▶ [Aim]
Would you restate, exactly as they appear, the lines from the one containing "Report the position of each instance of the recessed" through the end of the data below?

(Excerpt from a dataset)
______
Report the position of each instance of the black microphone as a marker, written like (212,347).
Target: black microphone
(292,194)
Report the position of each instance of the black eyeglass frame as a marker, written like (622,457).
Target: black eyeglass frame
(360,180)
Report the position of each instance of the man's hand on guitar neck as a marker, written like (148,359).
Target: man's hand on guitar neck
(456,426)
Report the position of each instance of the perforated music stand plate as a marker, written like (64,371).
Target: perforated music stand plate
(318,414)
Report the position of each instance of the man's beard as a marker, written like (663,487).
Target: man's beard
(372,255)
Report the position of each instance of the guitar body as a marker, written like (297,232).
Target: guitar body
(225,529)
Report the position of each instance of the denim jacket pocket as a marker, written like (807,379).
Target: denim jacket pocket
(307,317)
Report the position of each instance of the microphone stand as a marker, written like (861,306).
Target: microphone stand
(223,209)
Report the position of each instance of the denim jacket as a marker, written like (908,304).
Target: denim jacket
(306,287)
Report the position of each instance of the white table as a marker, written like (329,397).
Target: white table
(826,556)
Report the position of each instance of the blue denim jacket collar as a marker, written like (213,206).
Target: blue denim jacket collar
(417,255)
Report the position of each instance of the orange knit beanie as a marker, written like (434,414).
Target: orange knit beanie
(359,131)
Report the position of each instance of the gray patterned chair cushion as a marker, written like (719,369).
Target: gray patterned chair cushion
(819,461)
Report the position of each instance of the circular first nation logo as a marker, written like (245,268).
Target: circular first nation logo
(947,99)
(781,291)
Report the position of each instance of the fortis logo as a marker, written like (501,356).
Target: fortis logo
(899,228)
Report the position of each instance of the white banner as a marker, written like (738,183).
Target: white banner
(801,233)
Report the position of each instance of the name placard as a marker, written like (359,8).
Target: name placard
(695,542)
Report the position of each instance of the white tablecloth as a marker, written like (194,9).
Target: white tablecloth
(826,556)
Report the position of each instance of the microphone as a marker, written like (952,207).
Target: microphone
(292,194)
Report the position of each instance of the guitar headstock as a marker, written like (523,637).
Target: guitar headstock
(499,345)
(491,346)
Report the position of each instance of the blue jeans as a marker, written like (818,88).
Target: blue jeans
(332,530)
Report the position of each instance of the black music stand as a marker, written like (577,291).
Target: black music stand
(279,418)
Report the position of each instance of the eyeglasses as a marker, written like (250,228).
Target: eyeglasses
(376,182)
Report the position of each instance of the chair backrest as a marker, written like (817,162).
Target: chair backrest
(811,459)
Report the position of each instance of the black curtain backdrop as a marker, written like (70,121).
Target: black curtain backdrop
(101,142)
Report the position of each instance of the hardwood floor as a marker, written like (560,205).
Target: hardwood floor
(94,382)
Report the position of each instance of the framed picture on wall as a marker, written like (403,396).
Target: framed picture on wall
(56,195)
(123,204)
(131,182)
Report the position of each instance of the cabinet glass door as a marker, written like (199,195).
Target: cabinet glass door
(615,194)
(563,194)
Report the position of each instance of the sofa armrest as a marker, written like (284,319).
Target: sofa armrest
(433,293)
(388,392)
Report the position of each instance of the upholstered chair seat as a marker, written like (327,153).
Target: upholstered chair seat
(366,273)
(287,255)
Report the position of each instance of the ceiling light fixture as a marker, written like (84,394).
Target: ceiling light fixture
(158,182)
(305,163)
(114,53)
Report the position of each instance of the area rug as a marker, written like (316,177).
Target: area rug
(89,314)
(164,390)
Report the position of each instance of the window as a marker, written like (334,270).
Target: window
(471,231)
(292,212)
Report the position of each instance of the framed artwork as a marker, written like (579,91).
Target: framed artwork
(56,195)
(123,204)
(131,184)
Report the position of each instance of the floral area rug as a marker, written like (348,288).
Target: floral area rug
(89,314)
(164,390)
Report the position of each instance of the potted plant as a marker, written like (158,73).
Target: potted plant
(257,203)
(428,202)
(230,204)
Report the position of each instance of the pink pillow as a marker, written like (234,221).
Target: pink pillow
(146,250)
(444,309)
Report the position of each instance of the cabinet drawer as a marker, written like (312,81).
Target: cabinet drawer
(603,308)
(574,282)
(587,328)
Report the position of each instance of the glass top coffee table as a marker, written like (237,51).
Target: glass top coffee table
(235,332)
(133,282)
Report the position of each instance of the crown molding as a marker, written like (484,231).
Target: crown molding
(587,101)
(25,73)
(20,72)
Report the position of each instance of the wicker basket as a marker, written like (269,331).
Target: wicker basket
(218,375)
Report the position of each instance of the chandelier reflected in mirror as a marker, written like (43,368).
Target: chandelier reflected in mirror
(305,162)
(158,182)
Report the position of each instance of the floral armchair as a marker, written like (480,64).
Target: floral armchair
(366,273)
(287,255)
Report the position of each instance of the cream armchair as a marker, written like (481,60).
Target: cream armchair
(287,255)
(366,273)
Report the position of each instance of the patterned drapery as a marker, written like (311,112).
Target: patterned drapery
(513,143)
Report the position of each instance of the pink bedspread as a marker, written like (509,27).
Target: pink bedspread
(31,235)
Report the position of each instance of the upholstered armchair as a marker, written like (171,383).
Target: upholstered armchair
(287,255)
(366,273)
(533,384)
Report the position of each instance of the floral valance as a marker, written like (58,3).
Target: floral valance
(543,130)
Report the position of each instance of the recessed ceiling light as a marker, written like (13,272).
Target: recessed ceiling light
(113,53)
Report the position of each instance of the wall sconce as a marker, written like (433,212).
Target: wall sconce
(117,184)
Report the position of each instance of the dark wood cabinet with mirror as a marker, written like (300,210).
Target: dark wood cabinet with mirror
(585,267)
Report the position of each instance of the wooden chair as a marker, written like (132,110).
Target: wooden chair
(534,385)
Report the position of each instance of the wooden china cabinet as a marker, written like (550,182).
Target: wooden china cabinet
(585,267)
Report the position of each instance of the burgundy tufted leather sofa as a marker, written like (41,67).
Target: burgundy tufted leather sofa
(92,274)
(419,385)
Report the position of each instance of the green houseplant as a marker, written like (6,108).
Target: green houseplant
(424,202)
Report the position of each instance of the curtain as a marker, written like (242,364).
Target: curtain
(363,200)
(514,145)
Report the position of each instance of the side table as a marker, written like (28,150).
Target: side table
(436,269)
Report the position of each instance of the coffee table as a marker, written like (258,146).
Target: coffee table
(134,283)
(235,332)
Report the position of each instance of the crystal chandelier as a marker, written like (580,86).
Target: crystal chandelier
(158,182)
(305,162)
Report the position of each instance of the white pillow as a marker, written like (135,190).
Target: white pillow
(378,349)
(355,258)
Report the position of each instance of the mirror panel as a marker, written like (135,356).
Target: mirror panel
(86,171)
______
▶ [Result]
Report the position of each instance of the recessed ceiling light as a marker, written like (13,272).
Target: recessed ceiling light
(113,53)
Report the position of each instance of the wall sconce as a marker, written like (433,212).
Target: wall sconce
(117,184)
Report the position of each instance of the dark wood cabinet with mirror as a marker, written like (300,210).
Target: dark wood cabinet with mirror
(585,267)
Report the position of each instance of the wooden chair as a marker, written like (132,110).
Target: wooden chair
(534,385)
Report the position of each instance of the wooden china cabinet as a marker, written like (550,182).
Target: wooden china cabinet
(585,267)
Report the position of each instance of the burgundy tufted leather sofa as a marker, written like (41,67).
Target: burgundy tufted leather sofa
(92,274)
(419,385)
Report the position of each instance of the green houseplant as a marker, written like (6,108).
Target: green houseplant
(424,202)
Report the position of each instance of the curtain as a marker, written like (242,364).
Target: curtain
(363,200)
(514,145)
Report the position of each instance of the side table as a marker, written like (28,150).
Target: side table
(436,269)
Report the position of each instance of the coffee table as a marker, written like (258,146).
Target: coffee table
(134,283)
(235,332)
Report the position of each instance of the crystal chandelier as a marker, written like (580,86).
Target: crystal chandelier
(158,182)
(305,162)
Report the position of each instance of the white pillow as a marker, written like (135,190).
Target: white pillow
(378,349)
(355,258)
Report the position of each instance of the mirror panel as a marker, written like (135,356).
Target: mirror panel
(86,171)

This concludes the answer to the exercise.